> [Exercise requirements]:
Give the listing again word for word. Leave every image out.

────

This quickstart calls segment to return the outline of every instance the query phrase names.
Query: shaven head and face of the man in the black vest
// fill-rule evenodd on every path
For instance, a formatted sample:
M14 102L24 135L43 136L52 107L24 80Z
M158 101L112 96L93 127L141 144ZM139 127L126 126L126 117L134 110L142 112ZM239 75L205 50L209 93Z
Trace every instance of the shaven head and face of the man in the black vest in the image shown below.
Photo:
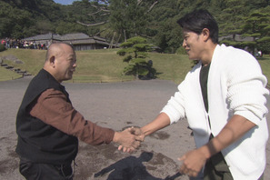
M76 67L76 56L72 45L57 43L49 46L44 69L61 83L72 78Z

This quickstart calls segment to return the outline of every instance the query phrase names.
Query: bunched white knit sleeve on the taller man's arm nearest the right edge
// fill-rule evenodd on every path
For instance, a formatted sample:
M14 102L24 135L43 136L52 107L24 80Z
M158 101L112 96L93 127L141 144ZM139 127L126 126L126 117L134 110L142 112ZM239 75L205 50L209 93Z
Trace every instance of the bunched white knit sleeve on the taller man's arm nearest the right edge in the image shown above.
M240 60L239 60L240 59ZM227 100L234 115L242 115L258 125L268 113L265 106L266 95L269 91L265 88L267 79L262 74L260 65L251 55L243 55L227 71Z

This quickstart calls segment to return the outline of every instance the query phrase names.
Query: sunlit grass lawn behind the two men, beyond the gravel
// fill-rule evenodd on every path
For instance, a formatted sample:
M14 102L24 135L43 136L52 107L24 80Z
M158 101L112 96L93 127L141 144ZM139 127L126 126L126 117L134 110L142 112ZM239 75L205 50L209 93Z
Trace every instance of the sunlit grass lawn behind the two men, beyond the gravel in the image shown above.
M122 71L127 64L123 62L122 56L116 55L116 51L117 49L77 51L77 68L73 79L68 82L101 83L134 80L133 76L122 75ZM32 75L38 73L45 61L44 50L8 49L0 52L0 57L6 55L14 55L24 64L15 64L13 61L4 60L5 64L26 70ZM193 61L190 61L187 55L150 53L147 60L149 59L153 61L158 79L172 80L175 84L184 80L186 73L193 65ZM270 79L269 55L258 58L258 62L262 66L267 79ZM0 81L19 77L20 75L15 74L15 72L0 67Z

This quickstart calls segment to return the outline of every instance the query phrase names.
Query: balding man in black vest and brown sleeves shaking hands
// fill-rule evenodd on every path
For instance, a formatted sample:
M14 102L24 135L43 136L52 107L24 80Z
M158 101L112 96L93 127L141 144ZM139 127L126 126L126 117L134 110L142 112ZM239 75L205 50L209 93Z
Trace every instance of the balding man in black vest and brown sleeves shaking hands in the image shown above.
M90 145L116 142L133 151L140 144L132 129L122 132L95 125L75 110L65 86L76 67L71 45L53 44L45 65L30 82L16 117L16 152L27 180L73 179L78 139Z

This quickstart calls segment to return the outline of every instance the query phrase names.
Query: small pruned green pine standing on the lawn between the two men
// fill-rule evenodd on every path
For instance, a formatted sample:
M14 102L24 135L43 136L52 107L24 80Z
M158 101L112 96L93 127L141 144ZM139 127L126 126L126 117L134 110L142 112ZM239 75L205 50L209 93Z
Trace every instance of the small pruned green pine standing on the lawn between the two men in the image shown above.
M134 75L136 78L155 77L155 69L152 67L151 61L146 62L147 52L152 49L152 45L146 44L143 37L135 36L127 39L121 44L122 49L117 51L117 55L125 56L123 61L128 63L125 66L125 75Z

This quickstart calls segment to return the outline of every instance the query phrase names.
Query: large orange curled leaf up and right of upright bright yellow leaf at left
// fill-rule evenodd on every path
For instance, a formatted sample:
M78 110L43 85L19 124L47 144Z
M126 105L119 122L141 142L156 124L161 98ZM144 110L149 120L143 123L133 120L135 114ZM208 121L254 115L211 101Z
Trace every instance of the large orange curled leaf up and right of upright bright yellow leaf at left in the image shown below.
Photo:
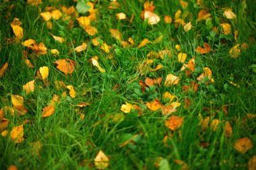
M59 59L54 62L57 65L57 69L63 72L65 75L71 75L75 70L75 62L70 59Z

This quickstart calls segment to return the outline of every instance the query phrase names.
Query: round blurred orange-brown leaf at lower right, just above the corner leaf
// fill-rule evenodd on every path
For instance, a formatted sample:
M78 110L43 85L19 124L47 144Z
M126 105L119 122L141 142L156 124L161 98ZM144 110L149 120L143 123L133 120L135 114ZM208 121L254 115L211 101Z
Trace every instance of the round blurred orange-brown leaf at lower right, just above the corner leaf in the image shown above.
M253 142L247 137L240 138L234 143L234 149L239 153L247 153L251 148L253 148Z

────

> [Completed task]:
This quickstart calls segment to return the outline of every instance the query phrase names.
Query: shaven head and face of the man in the black vest
// fill-rule evenodd on every path
For instance, a formatted sample:
M14 102L24 135L43 136L52 107L24 80Z
M158 101L112 96L93 127L141 144ZM139 127L126 126L126 117L134 110L142 112ZM239 75L205 50L209 93Z
Trace every instance of the shaven head and face of the man in the black vest in the image shown below.
Photo:
M76 67L76 56L72 45L57 43L49 46L44 69L61 83L72 78Z

This quickstart calls segment to return the outline of every instance the query phrase names.
Query: bunched white knit sleeve on the taller man's arm nearest the right edge
// fill-rule evenodd on every path
For instance, a formatted sample:
M14 102L24 135L43 136L52 107L24 80Z
M158 101L112 96L93 127L141 144ZM139 127L126 126L126 117L134 110L142 112ZM239 75L205 50L209 93Z
Trace every instance of the bunched white knit sleeve on the taller man's arm nearest the right edge in the image shown above.
M240 60L239 60L240 59ZM227 100L234 115L242 115L258 125L268 113L265 106L266 95L269 91L265 88L267 79L262 74L260 65L251 55L243 55L227 71Z

This quickstart calls segment to return the outline of every instance the query phrase names.
Query: sunlit grass lawn behind the two men, beyond the gravel
// fill-rule evenodd on every path
For instance, a formatted sample:
M14 102L24 135L43 136L52 107L24 80Z
M158 101L112 96L93 127L141 144ZM139 127L126 126L126 117L134 110L142 112ZM239 75L205 50L209 93Z
Trace every instance of the sunlit grass lawn behind the two men, beyond the gravel in the image shown above.
M122 71L127 64L123 62L122 56L116 55L116 51L117 49L77 51L77 68L73 79L68 82L101 83L134 80L133 76L122 75ZM32 75L38 73L45 61L44 50L8 49L0 52L0 57L6 55L14 55L24 64L15 64L13 61L4 60L5 64L26 70ZM193 61L190 61L187 55L150 53L147 60L149 59L153 61L158 79L172 80L175 84L184 80L186 73L193 65ZM270 79L269 55L258 58L258 62L262 66L267 79ZM0 81L19 77L20 75L15 74L15 72L0 67Z

This quickstart calls segment to return the outline of every instance the query phrase names.
Query: balding man in black vest and brown sleeves shaking hands
// fill-rule evenodd on every path
For instance, a formatted sample:
M14 102L24 135L43 136L52 107L24 80Z
M158 101L112 96L93 127L141 144ZM139 127L126 126L126 117L134 110L142 112ZM239 75L205 50L209 93Z
Trace every instance of the balding man in black vest and brown sleeves shaking hands in the image shown above.
M90 145L116 142L133 151L140 144L132 129L122 132L95 125L75 110L65 86L76 67L71 45L53 44L45 65L30 82L16 117L16 152L27 180L73 179L78 139Z

This quickstart calls segment to return the outline of every instance the query phrase names.
Query: small pruned green pine standing on the lawn between the two men
// fill-rule evenodd on every path
For instance, a formatted sample:
M14 102L24 135L43 136L52 107L24 80Z
M158 101L112 96L93 127L141 144ZM139 127L126 126L126 117L134 110L142 112ZM239 75L205 50L209 93Z
Trace every instance of the small pruned green pine standing on the lawn between the two men in the image shown above.
M134 75L136 78L155 77L155 69L152 67L151 61L146 62L147 52L152 49L152 45L146 44L143 37L135 36L127 39L121 44L122 49L117 51L117 55L125 56L123 61L128 63L125 66L125 75Z

This quickstart calls segment to return the outline of every instance the query phrase names.
Query: large orange curled leaf up and right of upright bright yellow leaf at left
// fill-rule evenodd on every path
For instance, a formatted sample:
M78 110L43 85L19 124L47 144Z
M126 105L119 122L141 142L156 124L161 98ZM144 110L149 120L143 123L133 120L135 114ZM208 121L254 115L211 101Z
Trace every instance of the large orange curled leaf up and right of upright bright yellow leaf at left in the image shown below.
Photo:
M59 59L54 62L57 65L57 69L63 72L65 75L71 75L75 70L75 62L70 59Z

This quickstart calls segment to return the outline of every instance the query phrase names.
Query: round blurred orange-brown leaf at lower right, just above the corner leaf
// fill-rule evenodd on every path
For instance, a formatted sample:
M78 110L43 85L19 124L47 144Z
M126 105L119 122L141 142L156 124L161 98ZM144 110L149 120L143 123L133 120L135 114ZM208 121L254 115L211 101Z
Trace every instance of the round blurred orange-brown leaf at lower right, just above the corner leaf in the image shown above.
M253 142L247 137L240 138L234 143L234 149L239 153L247 153L251 148L253 148Z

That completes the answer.